■ To be done ■
Reproduce the article below on Istio service mesh extensions word for word, in full.

■ Document passage ■
It’s been more than four years since Istio launched in May 2017, and while the project has had a strong following on GitHub and 10+ releases, its growing open-source ecosystem is still in its infancy.
Two new Istio service mesh extensions: Slime and Aeraki
Recently added support for WebAssembly extensions has made the most popular open source service mesh more extensible than ever. This table lists the open-source projects in the Istio ecosystem as of November 11, 2021, sorted by open-source date. These projects enhance the Istio service mesh with gateways, extensions, utilities, and more. In this article, I’ll highlight the two new projects in the category of extensions.
Project | Value | Relationship with Istio | Category | Launch Date | Dominant company | Number of stars |
Envoy | Cloud native high-performance edge/middle-service proxy | The default data plane | proxy | September 2016 | Lyft | 18700 |
Istio | Connection, secure, control, and observation services. | Control plane | service mesh | May 2017 | 29100 | |
Emissary Gateway | Kubernetes native API gateway for microservices, built on Envoy | Connectable to Istio | gateway | February 2018 | Ambassador | 3600 |
APISIX | Cloud native API gateways | It can run as a data plane for Istio or as a gateway on its own | gateway | June 2019 | API7 | 8100 |
MOSN | Cloud native edge gateways & agents | Available as Istio data plane | proxy | December 2019 | Ant | 3500 |
Slime | Intelligent service mesh manager based on Istio | Adding a management plane to Istio | extensions | January 2021 | NetEase | 236 |
GetMesh | Istio integration and command-line management tools | Utility for Istio multi-version management | tools | February 2021 | Tetrate | 95 |
Aeraki | Manage any of Istio’s seven layers of load | Extended multi-protocol support | extensions | March 2021 | Tencent | 330 |
Layotto | Cloud native application runtime | Using as a data plane for Istio | runtime | June 2021 | Ant | 393 |
Hango Gateway | API gateways built on Envoy and Istio | Integrates with Istio | gateway | August 2021 | NetEase | 253 |
Slime: an intelligent service mesh manager for Istio
Slime is an Istio-based, intelligent mesh manager open-sourced by NetEase’s microservices team. Based on the Kubernetes Operator implementation, Slime can be used as a CRD manager that seamlessly interfaces with Istio without needing any customization or definition of dynamic service governance policies. This achieves automatic and convenient use of Istio and Envoy’s advanced features.

■ Recorded information ■
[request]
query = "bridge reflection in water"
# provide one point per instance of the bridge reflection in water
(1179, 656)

■ Result for this exercise ■
It’s been more than four years since Istio launched in May 2017, and while the project has had a strong following on GitHub and 10+ releases, its growing open-source ecosystem is still in its infancy.
Two new Istio service mesh extensions: Slime and Aeraki
Recently added support for WebAssembly extensions has made the most popular open source service mesh more extensible than ever. This table lists the open-source projects in the Istio ecosystem as of November 11, 2021, sorted by open-source date. These projects enhance the Istio service mesh with gateways, extensions, utilities, and more. In this article, I’ll highlight the two new projects in the category of extensions.
Project | Value | Relationship with Istio | Category | Launch Date | Dominant company | Number of stars |
Envoy | Cloud native high-performance edge/middle-service proxy | The default data plane | proxy | September 2016 | Lyft | 18700 |
Istio | Connection, secure, control, and observation services. | Control plane | service mesh | May 2017 | 29100 | |
Emissary Gateway | Kubernetes native API gateway for microservices, built on Envoy | Connectable to Istio | gateway | February 2018 | Ambassador | 3600 |
APISIX | Cloud native API gateways | It can run as a data plane for Istio or as a gateway on its own | gateway | June 2019 | API7 | 8100 |
MOSN | Cloud native edge gateways & agents | Available as Istio data plane | proxy | December 2019 | Ant | 3500 |
Slime | Intelligent service mesh manager based on Istio | Adding a management plane to Istio | extensions | January 2021 | NetEase | 236 |
GetMesh | Istio integration and command-line management tools | Utility for Istio multi-version management | tools | February 2021 | Tetrate | 95 |
Aeraki | Manage any of Istio’s seven layers of load | Extended multi-protocol support | extensions | March 2021 | Tencent | 330 |
Layotto | Cloud native application runtime | Using as a data plane for Istio | runtime | June 2021 | Ant | 393 |
Hango Gateway | API gateways built on Envoy and Istio | Integrates with Istio | gateway | August 2021 | NetEase | 253 |
Slime: an intelligent service mesh manager for Istio
Slime is an Istio-based, intelligent mesh manager open-sourced by NetEase’s microservices team. Based on the Kubernetes Operator implementation, Slime can be used as a CRD manager that seamlessly interfaces with Istio without needing any customization or definition of dynamic service governance policies. This achieves automatic and convenient use of Istio and Envoy’s advanced features.